## WHAT THE TASK ASKS
Start at the top line and retype the data exactly through to the end.
══ SUPPLIED INFORMATION
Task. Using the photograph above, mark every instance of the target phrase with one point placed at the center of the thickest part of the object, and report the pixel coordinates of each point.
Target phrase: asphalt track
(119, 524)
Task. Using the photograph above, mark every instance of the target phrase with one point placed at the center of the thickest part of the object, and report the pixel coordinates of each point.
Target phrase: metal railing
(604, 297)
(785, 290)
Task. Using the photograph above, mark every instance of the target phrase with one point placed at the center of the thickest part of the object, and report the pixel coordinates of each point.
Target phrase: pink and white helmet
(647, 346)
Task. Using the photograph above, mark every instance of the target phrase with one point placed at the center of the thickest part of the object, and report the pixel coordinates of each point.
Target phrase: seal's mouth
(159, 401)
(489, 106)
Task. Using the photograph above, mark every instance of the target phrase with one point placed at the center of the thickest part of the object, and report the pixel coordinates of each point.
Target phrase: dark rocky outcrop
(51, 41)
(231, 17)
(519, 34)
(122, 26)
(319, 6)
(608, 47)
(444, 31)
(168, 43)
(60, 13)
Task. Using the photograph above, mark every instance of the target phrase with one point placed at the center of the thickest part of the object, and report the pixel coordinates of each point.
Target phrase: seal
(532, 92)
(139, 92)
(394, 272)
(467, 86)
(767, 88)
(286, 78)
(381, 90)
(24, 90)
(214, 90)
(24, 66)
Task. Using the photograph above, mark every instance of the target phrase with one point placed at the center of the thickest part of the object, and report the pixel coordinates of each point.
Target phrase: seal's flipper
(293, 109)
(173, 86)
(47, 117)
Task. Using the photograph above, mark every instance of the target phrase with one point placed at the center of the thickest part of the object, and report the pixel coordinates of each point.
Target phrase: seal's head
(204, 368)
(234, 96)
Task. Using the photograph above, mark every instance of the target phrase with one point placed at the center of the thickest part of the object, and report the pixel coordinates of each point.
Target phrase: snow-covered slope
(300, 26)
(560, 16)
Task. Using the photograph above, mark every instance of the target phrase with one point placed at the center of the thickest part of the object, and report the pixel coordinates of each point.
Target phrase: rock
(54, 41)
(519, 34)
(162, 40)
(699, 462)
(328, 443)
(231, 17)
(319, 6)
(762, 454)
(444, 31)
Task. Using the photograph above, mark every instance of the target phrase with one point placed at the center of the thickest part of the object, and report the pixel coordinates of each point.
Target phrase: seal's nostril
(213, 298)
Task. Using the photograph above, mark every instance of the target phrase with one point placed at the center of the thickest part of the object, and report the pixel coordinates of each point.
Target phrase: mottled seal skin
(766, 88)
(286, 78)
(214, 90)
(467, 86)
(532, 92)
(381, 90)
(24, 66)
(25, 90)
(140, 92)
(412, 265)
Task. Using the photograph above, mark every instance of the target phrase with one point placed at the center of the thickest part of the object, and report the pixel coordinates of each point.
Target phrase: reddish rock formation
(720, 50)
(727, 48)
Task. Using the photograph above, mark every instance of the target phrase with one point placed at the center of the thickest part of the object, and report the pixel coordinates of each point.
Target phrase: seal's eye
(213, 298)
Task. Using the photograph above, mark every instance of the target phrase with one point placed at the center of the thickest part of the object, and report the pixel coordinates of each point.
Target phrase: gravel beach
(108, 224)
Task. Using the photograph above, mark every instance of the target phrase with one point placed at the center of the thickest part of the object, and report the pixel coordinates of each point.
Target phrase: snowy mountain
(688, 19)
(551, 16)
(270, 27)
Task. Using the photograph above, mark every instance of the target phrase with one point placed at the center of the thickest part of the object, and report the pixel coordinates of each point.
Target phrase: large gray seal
════
## RESPONSE TO THE EXERCISE
Task. Using the photograph above, mark every instance of the target phrase with one point placed at the center of the thickest part of the object, and report the pixel coordinates of each point.
Target phrase: asphalt track
(119, 524)
Task. Using the photograph above, mark every instance of the target phrase with one point placed at the center of the thickest part of the object, and report the pixel coordinates of each point.
Target phrase: metal railing
(604, 297)
(785, 290)
Task. Using the photograph above, mark every instance of the target phrase with one point placed at the center of the thickest part of the object, and report the pixel coordinates of each point.
Target phrase: pink and white helmet
(647, 346)
Task. Using the photograph above, mark every instance of the target phrase with one point placed at the center of the thickest part of the object, and report the pixel coordinates of each point.
Target phrase: seal's mouth
(159, 401)
(489, 106)
Task. Using the photograph above, mark every instance of the target phrase with one point placed at the center of the thickest part of the object, and report the pixel coordinates of each point.
Target phrase: dark rocky outcrop
(51, 41)
(231, 17)
(519, 34)
(122, 26)
(319, 6)
(608, 47)
(444, 31)
(168, 43)
(60, 13)
Task. Using the photograph above, mark every instance of the target phrase with one point placed at the center of the thickest part of the object, and report the pixel coordinates of each point.
Target phrase: seal
(532, 92)
(139, 92)
(394, 272)
(467, 86)
(767, 88)
(286, 78)
(381, 90)
(24, 90)
(214, 90)
(24, 66)
Task. Using the photograph above, mark every instance of the target phrase with one point placed at the center of the thickest part of the object, and report the pixel coordinates of each point.
Target phrase: seal's flipper
(293, 109)
(173, 86)
(47, 117)
Task. Using the photograph above, mark every instance of the target phrase with one point placed at the center of the thickest part of the object, and report the pixel coordinates of each point.
Target phrase: seal's head
(204, 368)
(234, 96)
Task. Using the photograph above, mark every instance of the target phrase with one point placed at the center of the thickest part of the object, and report the pixel coordinates of each point.
Target phrase: snow-covered slope
(300, 26)
(560, 16)
Task. Using the photograph above, mark every instance of the target phrase with one point placed at the center of the thickest part of the object, and report the pixel coordinates of each point.
Target phrase: rock
(54, 41)
(519, 34)
(162, 40)
(699, 462)
(328, 443)
(231, 17)
(319, 6)
(762, 454)
(444, 31)
Task. Using the photograph above, mark every instance of the target phrase with one point placed at the center of the thickest part of the object, and report the pixel coordinates of each point.
Target phrase: seal's nostril
(213, 298)
Task. Using the photograph above, mark every instance of the target phrase with one point placed at the center of the thickest part of the object, and report the pixel coordinates of each point.
Target phrase: mottled seal skin
(766, 88)
(286, 78)
(214, 90)
(467, 86)
(532, 92)
(381, 90)
(24, 66)
(25, 90)
(140, 92)
(412, 265)
Task. Using the photograph above, mark every instance of the target phrase with one point placed at the center of the thickest part of the object, and report the pixel coordinates of each point.
Target phrase: reddish rock formation
(720, 50)
(727, 48)
Task. Using the photograph above, mark every instance of the target phrase with one point placed at the center of the thickest part of the object, and report the pixel coordinates of each point.
Target phrase: seal's eye
(213, 298)
Task. Using the photograph above, mark every instance of the target phrase with one point placed at the center of the thickest part of the object, and report the pixel coordinates of each point.
Target phrase: gravel beach
(108, 224)
Task. Using the photograph above, mark every instance of the target phrase with one point placed at the center of the thickest part of the object, and report the pixel coordinates of each point.
Target phrase: snowy mountain
(688, 19)
(551, 16)
(270, 27)
Task. Using the photograph above, mark every instance of the target phrase with one point placed at the center of the thickest part of the object, and report the pixel coordinates of each point.
Target phrase: large gray seal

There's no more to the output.